Part of a data file:
----------------

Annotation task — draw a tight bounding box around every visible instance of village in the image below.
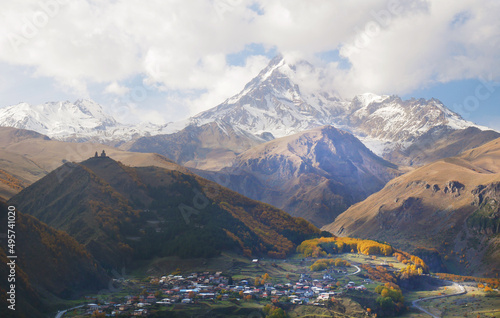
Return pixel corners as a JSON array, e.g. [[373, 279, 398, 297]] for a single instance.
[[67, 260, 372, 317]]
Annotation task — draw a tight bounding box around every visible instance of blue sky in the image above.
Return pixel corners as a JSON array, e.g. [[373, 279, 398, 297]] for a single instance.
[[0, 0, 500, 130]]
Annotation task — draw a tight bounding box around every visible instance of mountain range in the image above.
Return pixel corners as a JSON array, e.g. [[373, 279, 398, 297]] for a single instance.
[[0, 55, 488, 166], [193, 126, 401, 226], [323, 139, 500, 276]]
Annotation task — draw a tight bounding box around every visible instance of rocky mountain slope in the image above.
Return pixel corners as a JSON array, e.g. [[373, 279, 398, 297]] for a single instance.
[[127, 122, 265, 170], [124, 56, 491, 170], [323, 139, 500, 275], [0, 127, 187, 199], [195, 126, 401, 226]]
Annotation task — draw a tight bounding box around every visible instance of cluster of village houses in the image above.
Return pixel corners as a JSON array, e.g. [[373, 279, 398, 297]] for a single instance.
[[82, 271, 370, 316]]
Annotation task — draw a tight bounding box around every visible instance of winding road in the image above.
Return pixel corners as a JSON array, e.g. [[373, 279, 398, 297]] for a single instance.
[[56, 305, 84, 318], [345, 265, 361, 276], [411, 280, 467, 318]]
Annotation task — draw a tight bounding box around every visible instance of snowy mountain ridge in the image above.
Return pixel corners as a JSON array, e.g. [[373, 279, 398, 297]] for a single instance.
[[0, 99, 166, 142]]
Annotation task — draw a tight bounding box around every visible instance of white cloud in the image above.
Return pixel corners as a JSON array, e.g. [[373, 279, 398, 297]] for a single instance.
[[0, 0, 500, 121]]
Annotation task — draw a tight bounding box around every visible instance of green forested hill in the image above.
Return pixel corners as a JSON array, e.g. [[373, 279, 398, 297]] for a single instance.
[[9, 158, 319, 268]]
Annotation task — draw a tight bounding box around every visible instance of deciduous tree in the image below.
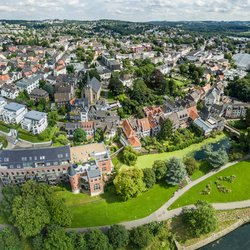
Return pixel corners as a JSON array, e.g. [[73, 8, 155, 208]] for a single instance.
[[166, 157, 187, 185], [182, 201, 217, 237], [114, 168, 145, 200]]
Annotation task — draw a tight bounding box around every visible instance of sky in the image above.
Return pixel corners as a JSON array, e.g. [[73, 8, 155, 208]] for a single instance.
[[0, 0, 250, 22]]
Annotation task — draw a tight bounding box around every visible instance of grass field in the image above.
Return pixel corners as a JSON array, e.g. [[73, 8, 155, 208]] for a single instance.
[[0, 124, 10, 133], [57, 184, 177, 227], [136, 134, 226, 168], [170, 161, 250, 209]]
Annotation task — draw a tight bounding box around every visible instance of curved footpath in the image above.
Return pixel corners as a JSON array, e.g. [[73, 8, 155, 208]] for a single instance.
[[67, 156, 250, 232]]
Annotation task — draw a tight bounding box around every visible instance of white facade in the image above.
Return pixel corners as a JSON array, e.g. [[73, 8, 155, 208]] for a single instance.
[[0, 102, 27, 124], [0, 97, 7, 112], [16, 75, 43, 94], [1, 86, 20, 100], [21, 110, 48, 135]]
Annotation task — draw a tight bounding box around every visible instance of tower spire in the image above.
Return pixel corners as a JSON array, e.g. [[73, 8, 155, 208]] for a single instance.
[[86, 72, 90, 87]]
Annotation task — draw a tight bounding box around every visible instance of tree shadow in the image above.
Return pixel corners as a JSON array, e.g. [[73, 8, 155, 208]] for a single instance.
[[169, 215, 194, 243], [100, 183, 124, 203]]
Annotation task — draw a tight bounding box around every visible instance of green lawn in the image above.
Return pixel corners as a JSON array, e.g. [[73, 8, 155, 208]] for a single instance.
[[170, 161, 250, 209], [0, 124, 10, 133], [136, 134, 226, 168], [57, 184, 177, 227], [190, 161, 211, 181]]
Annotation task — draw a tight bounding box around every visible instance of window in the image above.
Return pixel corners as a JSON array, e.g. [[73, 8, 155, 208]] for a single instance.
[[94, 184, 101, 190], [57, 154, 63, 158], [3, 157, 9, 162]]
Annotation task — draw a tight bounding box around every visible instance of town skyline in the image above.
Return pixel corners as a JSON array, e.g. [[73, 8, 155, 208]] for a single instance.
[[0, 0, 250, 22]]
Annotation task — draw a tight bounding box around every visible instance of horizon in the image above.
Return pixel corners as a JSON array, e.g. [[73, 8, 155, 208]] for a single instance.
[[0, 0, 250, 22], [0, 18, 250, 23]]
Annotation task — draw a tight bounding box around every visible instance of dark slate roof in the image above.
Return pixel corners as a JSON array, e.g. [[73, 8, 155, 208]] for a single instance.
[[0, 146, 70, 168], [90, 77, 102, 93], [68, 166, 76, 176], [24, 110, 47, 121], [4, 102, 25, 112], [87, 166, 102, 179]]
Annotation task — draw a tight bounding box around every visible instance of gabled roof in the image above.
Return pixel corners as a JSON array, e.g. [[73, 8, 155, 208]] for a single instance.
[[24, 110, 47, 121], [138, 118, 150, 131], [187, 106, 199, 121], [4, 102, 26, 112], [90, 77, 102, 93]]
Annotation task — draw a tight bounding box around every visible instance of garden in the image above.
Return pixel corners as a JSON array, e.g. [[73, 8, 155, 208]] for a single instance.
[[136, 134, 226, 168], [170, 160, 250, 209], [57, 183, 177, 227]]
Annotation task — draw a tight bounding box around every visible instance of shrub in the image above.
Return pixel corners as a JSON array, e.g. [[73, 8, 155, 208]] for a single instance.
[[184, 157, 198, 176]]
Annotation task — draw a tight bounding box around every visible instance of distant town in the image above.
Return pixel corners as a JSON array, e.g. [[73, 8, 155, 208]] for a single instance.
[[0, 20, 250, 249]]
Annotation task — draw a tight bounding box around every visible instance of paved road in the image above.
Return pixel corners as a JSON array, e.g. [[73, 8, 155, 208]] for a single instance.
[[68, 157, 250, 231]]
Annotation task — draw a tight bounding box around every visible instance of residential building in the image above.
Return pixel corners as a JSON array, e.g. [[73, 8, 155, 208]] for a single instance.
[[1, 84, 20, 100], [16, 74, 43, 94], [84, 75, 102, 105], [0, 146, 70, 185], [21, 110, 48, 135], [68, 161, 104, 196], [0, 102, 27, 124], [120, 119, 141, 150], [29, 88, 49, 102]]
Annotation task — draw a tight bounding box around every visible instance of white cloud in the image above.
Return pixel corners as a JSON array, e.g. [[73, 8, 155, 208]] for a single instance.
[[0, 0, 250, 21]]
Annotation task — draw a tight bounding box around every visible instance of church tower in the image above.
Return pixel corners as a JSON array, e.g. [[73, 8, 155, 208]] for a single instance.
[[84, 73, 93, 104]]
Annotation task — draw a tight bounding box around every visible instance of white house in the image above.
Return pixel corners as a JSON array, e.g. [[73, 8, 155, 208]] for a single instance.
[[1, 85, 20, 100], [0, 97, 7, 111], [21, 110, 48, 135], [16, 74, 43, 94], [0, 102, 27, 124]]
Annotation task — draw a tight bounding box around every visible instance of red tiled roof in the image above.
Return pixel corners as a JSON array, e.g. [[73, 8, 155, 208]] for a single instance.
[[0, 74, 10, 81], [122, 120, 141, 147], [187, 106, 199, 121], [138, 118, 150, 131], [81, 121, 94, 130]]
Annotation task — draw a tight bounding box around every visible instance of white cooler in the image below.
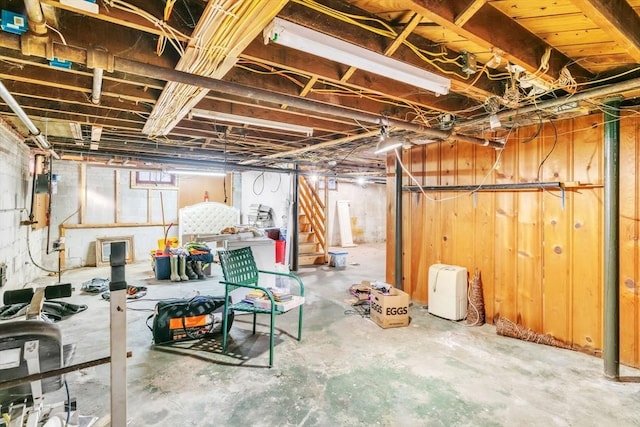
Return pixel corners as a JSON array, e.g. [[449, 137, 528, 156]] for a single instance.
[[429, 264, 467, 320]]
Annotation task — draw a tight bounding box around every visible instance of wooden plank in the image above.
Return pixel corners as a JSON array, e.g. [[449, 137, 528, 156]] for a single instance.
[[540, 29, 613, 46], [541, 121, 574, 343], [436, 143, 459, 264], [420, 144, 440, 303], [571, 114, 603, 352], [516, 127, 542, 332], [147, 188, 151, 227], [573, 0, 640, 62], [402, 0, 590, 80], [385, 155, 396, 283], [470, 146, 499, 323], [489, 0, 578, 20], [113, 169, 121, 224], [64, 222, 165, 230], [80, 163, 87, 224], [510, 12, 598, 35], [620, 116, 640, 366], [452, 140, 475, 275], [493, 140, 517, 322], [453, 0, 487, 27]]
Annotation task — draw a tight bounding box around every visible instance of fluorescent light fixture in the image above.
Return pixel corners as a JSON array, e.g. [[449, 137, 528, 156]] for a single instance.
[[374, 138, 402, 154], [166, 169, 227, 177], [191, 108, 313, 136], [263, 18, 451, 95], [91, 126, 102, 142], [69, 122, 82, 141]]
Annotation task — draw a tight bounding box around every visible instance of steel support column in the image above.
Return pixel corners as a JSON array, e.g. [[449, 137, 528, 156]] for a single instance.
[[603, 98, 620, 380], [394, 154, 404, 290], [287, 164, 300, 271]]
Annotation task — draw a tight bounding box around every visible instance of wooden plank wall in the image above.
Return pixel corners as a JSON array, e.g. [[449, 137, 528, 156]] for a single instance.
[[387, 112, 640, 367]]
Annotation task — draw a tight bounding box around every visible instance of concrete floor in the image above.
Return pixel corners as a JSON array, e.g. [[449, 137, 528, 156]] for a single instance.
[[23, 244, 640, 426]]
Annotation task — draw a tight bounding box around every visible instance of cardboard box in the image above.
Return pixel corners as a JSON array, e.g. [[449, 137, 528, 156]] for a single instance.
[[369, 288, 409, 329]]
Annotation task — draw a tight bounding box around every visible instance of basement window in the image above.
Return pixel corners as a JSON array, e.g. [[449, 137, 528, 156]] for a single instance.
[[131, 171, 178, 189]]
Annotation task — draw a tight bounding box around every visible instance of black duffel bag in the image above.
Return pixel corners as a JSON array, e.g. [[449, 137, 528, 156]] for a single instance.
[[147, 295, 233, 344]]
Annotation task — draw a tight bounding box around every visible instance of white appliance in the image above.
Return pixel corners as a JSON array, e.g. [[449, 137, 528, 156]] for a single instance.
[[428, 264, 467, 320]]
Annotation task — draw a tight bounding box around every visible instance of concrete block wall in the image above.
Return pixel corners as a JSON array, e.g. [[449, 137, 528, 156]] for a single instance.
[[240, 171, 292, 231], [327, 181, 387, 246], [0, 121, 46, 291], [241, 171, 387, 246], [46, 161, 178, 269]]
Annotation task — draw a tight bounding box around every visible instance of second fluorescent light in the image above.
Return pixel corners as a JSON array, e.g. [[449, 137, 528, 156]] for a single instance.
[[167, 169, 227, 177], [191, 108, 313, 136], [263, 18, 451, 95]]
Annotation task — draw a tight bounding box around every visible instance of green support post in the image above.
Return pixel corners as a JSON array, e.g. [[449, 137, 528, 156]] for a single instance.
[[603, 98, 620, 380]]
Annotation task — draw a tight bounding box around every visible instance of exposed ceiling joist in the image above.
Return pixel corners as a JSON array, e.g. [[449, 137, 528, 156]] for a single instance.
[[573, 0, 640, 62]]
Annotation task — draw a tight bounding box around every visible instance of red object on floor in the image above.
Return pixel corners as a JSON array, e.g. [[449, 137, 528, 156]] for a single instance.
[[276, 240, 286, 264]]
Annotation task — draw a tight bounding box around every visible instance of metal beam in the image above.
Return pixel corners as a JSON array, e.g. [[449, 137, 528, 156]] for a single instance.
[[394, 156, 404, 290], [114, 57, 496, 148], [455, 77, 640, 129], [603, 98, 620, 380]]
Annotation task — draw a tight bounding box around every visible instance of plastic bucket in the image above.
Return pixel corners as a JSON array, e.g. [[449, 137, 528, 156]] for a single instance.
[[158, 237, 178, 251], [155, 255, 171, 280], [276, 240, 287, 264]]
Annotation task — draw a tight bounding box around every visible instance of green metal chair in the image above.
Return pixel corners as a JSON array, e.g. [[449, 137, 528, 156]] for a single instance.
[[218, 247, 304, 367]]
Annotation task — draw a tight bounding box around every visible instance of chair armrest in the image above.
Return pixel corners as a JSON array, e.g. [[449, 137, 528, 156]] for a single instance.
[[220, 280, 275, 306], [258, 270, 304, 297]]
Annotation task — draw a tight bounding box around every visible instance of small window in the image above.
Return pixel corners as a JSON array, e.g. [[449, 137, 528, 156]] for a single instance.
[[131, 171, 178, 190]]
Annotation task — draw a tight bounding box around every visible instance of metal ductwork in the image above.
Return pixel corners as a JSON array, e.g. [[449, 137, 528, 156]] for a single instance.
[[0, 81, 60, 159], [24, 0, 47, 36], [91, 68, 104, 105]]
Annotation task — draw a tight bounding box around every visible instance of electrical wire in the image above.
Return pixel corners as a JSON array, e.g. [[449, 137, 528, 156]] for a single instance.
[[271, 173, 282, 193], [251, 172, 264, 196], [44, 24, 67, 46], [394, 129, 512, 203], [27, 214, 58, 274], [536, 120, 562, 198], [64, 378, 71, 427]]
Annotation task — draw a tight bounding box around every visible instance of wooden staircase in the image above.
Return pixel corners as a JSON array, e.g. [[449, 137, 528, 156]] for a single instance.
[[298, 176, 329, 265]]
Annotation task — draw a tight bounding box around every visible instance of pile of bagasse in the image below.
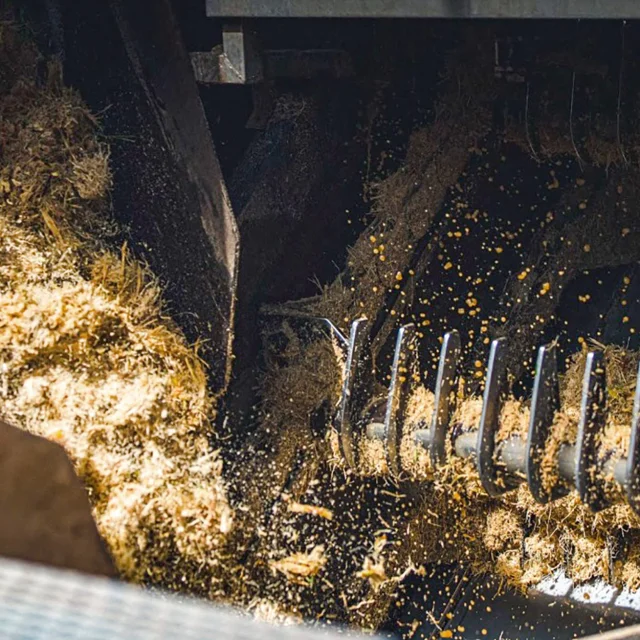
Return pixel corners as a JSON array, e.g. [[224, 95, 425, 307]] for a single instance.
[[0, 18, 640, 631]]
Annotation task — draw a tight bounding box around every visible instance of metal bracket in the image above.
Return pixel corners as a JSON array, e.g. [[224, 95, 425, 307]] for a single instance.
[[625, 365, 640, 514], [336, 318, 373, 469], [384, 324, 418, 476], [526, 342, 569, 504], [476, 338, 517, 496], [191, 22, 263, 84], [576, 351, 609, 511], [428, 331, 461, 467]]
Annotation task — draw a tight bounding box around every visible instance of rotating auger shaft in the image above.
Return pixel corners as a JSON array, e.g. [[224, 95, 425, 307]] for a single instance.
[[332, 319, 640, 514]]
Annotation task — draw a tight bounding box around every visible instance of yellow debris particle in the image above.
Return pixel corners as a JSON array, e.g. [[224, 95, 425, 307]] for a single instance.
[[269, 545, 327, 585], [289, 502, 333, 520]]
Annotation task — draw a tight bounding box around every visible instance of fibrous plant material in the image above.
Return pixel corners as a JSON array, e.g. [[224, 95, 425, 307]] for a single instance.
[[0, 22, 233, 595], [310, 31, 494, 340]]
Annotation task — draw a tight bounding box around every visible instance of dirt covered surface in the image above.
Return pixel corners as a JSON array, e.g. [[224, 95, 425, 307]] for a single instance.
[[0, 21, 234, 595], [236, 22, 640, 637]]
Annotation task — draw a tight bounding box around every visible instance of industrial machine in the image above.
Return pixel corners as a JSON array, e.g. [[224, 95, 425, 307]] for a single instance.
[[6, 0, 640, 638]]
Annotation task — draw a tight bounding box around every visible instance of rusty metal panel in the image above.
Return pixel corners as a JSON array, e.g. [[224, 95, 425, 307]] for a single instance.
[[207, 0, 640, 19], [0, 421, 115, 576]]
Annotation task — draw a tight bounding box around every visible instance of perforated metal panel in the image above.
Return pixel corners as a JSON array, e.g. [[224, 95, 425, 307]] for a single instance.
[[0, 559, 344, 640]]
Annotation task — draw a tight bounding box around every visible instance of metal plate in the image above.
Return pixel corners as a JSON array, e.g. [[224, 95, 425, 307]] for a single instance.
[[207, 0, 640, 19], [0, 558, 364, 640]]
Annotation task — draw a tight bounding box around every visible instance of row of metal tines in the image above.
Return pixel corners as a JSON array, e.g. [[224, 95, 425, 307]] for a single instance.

----------------

• [Stated exercise]
Update the data from the line with "gabled roof in the image above." to the line with "[[68, 157, 250, 231]]" by replacing "garden" with "lawn", and leave everything else the same.

• [Completed task]
Annotation task — draw a tight bounding box around every visible instance of gabled roof in the image above.
Return pixel corners as a JSON array, e.g. [[73, 8, 155, 208]] for a single instance.
[[24, 110, 47, 121], [138, 118, 150, 131], [187, 106, 199, 121], [4, 102, 26, 112], [90, 77, 102, 93]]
Annotation task — draw a tight bounding box around every visible instance of lawn in the image above.
Return pixel corners as a JSON array, e.g. [[73, 8, 155, 208]] for a single instance.
[[136, 134, 226, 168], [170, 160, 250, 209], [57, 183, 177, 227]]
Annotation task — draw a tight bounding box around every visible instance of shrub in the image above.
Return pixel corners as a JSON array, e.g. [[73, 8, 155, 208]] for a single instance.
[[184, 157, 198, 176]]
Annotation task — draw a tight bounding box around every visible instance of distant town in the image above.
Return pixel corners as a JSON array, e.g. [[73, 8, 155, 208]] for a single instance.
[[0, 20, 250, 249]]
Annotation task — draw a tight bounding box around every visible instance of paved road in the image above.
Return pixel corners as a JSON array, e.g. [[73, 8, 155, 208]] for a single instance.
[[68, 157, 250, 231]]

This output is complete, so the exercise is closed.